[The input]:
Start
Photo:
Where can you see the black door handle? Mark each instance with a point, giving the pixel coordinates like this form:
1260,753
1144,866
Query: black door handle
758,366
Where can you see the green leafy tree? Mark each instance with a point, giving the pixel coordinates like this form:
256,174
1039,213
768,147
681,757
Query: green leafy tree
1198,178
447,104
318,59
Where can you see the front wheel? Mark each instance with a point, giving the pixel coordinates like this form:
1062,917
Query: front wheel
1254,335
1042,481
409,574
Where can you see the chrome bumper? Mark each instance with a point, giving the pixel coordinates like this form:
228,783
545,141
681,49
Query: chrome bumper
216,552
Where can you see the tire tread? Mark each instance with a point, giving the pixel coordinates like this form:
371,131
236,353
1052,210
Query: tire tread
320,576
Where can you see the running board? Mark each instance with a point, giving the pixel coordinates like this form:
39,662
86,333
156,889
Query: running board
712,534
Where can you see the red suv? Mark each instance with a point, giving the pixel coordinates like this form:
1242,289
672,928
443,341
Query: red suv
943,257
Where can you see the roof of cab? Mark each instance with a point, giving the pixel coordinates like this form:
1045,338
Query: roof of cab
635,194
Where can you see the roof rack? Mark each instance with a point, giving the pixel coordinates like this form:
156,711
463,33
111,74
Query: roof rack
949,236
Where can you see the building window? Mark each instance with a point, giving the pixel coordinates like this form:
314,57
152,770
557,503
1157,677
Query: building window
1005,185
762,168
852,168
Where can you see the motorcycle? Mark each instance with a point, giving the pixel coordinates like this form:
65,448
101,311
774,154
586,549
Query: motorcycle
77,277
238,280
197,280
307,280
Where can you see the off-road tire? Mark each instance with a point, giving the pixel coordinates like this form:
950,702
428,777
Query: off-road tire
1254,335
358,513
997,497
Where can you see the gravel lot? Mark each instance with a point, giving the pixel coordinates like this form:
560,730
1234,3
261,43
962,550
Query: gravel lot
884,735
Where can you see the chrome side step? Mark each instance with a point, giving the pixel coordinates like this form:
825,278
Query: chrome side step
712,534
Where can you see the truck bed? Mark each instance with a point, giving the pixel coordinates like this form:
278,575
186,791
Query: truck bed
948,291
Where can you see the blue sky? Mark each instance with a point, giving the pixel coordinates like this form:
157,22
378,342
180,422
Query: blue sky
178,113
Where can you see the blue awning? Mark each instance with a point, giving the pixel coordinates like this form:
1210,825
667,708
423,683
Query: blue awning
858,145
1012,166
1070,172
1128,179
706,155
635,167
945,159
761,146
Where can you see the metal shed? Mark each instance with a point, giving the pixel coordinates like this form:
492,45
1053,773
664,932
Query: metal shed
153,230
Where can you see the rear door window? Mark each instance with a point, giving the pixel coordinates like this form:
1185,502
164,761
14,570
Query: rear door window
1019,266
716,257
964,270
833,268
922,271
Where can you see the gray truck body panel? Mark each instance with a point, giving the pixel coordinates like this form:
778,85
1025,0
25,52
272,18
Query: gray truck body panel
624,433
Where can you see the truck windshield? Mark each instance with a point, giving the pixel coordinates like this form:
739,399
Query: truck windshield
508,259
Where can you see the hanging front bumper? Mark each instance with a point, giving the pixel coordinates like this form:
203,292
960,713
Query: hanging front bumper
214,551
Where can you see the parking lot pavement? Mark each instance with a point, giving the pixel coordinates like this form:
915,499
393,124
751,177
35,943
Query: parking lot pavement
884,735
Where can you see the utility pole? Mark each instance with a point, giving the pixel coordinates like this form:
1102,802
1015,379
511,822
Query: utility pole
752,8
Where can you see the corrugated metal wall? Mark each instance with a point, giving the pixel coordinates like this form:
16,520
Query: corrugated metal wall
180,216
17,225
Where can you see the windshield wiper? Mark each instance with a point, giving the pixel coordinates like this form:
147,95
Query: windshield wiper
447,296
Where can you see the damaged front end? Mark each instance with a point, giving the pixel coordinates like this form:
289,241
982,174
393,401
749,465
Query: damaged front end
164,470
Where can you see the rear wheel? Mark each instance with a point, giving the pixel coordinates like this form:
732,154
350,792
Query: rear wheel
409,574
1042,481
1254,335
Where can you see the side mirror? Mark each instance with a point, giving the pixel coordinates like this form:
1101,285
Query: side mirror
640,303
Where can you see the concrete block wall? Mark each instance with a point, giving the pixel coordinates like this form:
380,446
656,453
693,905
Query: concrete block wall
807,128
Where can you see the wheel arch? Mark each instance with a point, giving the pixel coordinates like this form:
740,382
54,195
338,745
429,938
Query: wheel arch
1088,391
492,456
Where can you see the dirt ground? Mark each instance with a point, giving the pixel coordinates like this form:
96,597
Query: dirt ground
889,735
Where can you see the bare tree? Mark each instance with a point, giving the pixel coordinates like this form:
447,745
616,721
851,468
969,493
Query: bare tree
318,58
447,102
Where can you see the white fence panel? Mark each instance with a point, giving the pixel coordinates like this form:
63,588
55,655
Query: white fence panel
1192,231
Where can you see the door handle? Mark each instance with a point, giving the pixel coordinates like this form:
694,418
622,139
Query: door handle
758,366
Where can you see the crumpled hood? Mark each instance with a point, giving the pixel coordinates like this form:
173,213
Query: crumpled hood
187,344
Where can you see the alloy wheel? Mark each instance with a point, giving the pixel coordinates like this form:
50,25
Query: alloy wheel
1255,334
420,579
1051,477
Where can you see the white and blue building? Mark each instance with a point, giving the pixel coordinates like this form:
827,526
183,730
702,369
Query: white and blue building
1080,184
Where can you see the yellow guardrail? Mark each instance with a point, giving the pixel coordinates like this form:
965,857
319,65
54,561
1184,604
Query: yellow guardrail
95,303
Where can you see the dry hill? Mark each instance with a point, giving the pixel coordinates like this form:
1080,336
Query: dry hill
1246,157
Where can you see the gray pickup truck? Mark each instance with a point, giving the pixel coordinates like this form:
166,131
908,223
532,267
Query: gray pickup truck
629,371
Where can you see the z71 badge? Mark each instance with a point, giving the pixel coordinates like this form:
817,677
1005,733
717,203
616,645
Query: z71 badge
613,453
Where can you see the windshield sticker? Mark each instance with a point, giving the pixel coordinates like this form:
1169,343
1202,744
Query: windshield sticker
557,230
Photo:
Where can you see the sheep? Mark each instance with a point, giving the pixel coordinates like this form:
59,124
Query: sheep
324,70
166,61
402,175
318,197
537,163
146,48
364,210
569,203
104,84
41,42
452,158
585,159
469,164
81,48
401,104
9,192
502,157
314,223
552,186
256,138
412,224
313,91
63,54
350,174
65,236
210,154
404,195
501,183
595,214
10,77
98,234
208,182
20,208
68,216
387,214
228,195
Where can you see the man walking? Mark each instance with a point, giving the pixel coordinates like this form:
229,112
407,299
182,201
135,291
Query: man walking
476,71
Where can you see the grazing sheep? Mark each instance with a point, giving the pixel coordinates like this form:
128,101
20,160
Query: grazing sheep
End
[Work instructions]: Copy exactly the lines of the listing above, beginning at the line with "Where can you see the door" and ending at its final line; write out nothing else.

[Correct result]:
Where can you see the door handle? Mark each instance with a point, giving the pixel coordinates like this form:
694,418
622,139
Query: door handle
758,366
Where can you see the crumpled hood? Mark each instance with a point, giving the pixel coordinates like this form:
173,213
Query: crumpled hood
187,344
Where can you see the alloy wheel? Mark each instance with a point, giving the pixel coordinates like this form:
50,25
Query: alloy wheel
1255,334
420,579
1051,477
Where can you see the white and blue building? Mark each instance with a point, giving the pixel coordinates like this form:
827,526
183,730
702,369
Query: white and blue building
1080,184
Where can you see the yellow guardrail? Mark each instance with a point, giving the pixel coordinates like this form:
965,857
319,65
54,561
1184,604
Query: yellow guardrail
95,303
Where can you see the dry hill? Mark each instance with a point, giving the pixel coordinates like this form:
1080,336
Query: dry hill
1246,157
Where can you see the gray pickup truck? Mark each instance with a point, giving the pixel coordinates like this form:
166,131
908,223
532,267
Query: gray pickup truck
629,371
Where can you see the z71 badge? Mark each instance with a point, giving the pixel coordinates like this form:
817,677
1005,733
717,203
616,645
Query: z71 badge
613,453
Where can you see the windshield sticker? Mark each instance with a point, giving the pixel coordinates like this form:
1169,343
1202,744
Query: windshield sticker
557,230
Photo:
Where can you see the sheep? Mark each instance with a point, giving the pixel coordinates like this form:
59,124
Query: sheep
324,70
166,61
402,175
318,197
537,163
146,48
364,210
569,203
104,84
41,42
452,158
585,159
469,164
81,48
401,104
9,192
502,157
314,223
552,186
256,138
412,224
313,91
63,54
350,174
65,236
210,154
404,195
501,183
595,214
10,77
98,234
208,182
20,208
68,216
387,214
228,195
Where can you see the man walking? Mark each instance with a point, giving the pixel coordinates like this form:
229,112
407,299
182,201
135,291
Query: man walking
476,71
Where can you see the grazing sheep? Mark each instance with a point, giving the pixel coordinates like this form:
128,101
20,160
Query: grazing sheep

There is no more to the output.